#### INFORMATION

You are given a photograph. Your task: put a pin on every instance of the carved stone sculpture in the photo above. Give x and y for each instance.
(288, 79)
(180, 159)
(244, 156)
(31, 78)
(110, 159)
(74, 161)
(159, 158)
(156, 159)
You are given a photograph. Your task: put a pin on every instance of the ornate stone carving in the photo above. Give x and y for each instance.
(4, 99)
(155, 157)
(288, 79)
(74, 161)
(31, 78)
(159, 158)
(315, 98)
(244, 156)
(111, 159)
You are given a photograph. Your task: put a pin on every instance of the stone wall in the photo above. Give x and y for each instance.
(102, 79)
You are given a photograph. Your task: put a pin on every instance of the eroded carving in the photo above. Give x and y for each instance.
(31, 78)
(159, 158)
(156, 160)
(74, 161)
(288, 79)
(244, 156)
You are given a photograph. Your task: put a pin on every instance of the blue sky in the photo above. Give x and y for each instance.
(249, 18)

########

## WORK TO COMPLETE
Return the records in their entirety. Keep every character as it is.

## SOLUTION BELOW
You are given a photograph. Your task: put a pin on every instance of the carved stone sculpture in the photo above. Give x and y for each instance.
(288, 79)
(180, 159)
(244, 156)
(31, 78)
(110, 159)
(74, 161)
(159, 158)
(156, 159)
You are given a photograph. Your task: put a pin on every instance of the ornate stone carving in the photo above. Give x and y for each instance.
(4, 99)
(155, 157)
(288, 79)
(74, 161)
(31, 78)
(159, 158)
(315, 98)
(244, 156)
(111, 159)
You are given a photograph. Your task: put a pin on every instance of the stone wall in the photo above. Give x and y for each instance.
(102, 79)
You are given a photograph. Your task: put a pin on every instance of the eroded carving in the photo above. Give x and y for each instance.
(31, 78)
(159, 158)
(156, 160)
(74, 161)
(288, 79)
(244, 156)
You are given a photograph. Your task: put a pin on every instance of the blue sky in the photo above. Give x and y for each instance.
(249, 18)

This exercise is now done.